══ Supplied records ══

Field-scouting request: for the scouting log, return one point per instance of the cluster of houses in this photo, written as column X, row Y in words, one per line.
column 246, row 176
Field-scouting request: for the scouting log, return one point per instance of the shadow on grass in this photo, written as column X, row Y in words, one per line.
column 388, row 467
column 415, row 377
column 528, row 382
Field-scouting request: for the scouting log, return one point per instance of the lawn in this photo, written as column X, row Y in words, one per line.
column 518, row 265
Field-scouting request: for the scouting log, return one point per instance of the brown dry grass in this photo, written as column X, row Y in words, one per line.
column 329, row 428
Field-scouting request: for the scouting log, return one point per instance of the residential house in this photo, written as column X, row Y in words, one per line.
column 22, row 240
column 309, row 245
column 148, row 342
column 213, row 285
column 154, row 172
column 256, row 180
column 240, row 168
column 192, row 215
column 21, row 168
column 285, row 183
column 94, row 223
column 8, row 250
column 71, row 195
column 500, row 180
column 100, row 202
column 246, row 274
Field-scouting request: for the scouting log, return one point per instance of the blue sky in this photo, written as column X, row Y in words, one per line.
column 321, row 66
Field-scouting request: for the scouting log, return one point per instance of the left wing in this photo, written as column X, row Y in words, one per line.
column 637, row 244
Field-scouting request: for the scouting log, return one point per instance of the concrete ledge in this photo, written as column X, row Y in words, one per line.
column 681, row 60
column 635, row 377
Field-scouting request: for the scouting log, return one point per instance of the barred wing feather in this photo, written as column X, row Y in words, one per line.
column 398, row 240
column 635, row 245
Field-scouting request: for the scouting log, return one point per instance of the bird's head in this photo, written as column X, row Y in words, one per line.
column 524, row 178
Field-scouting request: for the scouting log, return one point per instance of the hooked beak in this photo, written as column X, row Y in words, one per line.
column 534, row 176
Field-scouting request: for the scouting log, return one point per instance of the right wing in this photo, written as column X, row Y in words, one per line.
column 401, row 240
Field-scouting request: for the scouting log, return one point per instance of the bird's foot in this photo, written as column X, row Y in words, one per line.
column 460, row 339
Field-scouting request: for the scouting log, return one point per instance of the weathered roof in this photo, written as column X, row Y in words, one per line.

═══

__Task to complete__. Write out all records exactly, keeping every detail.

__Written response__.
Field-scouting request: for the scouting log, return one point per instance of the cluster of houses in this photo, written as column X, row Y in words, one per line.
column 246, row 176
Field-scouting request: for the scouting log, return one point per instance of the shadow on grass in this photo, written as column X, row Y in words, one per line.
column 388, row 467
column 415, row 377
column 528, row 382
Field-scouting request: for the scouting log, return one point per instance of the lawn in this photo, written as column X, row Y in words, one per line.
column 518, row 265
Field-scouting request: for the scouting log, return one point per instance of the brown dry grass in this photo, written as column X, row Y in words, one per line.
column 329, row 428
Field-scouting request: for the scouting log, return one point per instance of the residential house in this photo, written as column X, row Y in words, one per line.
column 22, row 240
column 309, row 245
column 148, row 342
column 213, row 285
column 154, row 172
column 256, row 180
column 240, row 168
column 192, row 215
column 21, row 168
column 285, row 183
column 94, row 223
column 8, row 250
column 71, row 195
column 500, row 180
column 100, row 202
column 246, row 274
Field-scouting request: for the scouting log, return one point per instance of the blue sky in this photo, written as column X, row Y in words, one per line.
column 321, row 66
Field-scouting request: for the scouting log, return one point per instance of the left wing in this photo, written as column X, row Y in words, one per line.
column 637, row 244
Field-scouting request: for the scouting log, return one point per instance of the concrete ledge in this photo, written as column X, row Y in words, one per line.
column 681, row 60
column 635, row 377
Field-scouting request: for the scouting log, return one point per instance of the barred wing feather in this photo, written as column X, row Y in words, one per line.
column 398, row 240
column 635, row 245
Field-scouting request: for the scouting log, return one point per instance of the bird's head in this photo, written as column X, row Y in words, one per line.
column 524, row 178
Field-scouting request: for the scouting log, return one point per instance of the hooked beak in this photo, written as column X, row Y in words, one per line.
column 534, row 176
Field-scouting request: for the scouting log, return one point per instance of the right wing in this photo, written as column X, row Y in words, one per line.
column 401, row 240
Field-scouting request: for the scouting log, return one point per instance of the bird's foot in this photo, written as column X, row Y in words, one per line.
column 460, row 339
Field-scouting request: for the scouting log, return one point per instance of the weathered roof in this photo, written as column X, row Y in words, one per line.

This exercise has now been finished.